**Problem**
Show every line of the items below that contains the word "snow", treating uppercase and lowercase as different.

-- Begin Records shown --

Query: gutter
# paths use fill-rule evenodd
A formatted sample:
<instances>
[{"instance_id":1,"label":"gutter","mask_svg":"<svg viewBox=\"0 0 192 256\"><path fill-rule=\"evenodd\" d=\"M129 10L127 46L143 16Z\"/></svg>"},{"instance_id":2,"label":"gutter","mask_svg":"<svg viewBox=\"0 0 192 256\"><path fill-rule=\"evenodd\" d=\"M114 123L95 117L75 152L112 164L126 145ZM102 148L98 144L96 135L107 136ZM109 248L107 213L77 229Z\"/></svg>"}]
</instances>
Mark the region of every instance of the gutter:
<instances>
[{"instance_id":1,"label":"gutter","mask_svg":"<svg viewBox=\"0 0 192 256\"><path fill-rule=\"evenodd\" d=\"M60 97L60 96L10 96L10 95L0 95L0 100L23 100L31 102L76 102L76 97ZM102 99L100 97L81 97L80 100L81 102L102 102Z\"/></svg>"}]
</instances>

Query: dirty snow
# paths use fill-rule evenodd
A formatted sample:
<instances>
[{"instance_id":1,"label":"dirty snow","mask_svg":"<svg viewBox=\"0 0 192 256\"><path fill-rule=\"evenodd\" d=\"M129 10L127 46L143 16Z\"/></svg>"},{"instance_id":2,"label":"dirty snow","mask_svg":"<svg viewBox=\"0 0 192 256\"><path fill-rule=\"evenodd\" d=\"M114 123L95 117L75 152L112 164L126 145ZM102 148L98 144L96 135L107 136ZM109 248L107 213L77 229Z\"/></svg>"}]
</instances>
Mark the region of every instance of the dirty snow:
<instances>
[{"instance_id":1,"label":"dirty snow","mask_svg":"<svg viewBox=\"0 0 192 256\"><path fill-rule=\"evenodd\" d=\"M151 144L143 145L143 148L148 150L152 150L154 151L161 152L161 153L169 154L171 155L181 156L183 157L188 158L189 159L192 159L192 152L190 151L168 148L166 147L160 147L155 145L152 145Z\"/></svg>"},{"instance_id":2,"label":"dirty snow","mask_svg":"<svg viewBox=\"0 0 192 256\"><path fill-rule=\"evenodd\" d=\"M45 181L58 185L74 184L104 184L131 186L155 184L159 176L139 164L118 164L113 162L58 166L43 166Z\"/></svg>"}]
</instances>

-- End Records shown --

**Answer below**
Query: dirty snow
[{"instance_id":1,"label":"dirty snow","mask_svg":"<svg viewBox=\"0 0 192 256\"><path fill-rule=\"evenodd\" d=\"M129 10L127 46L143 16Z\"/></svg>"},{"instance_id":2,"label":"dirty snow","mask_svg":"<svg viewBox=\"0 0 192 256\"><path fill-rule=\"evenodd\" d=\"M114 123L95 117L75 152L112 164L126 145ZM102 148L98 144L96 135L107 136ZM109 248L107 213L77 229Z\"/></svg>"}]
Mark the region of every instance of the dirty snow:
[{"instance_id":1,"label":"dirty snow","mask_svg":"<svg viewBox=\"0 0 192 256\"><path fill-rule=\"evenodd\" d=\"M151 144L143 145L143 148L148 150L152 150L154 151L161 152L161 153L169 154L171 155L181 156L183 157L188 158L189 159L192 159L192 152L190 151L168 148L166 147L160 147L155 145L152 145Z\"/></svg>"},{"instance_id":2,"label":"dirty snow","mask_svg":"<svg viewBox=\"0 0 192 256\"><path fill-rule=\"evenodd\" d=\"M45 181L58 185L74 184L104 184L131 186L155 184L159 176L139 164L118 164L113 162L58 166L43 166Z\"/></svg>"}]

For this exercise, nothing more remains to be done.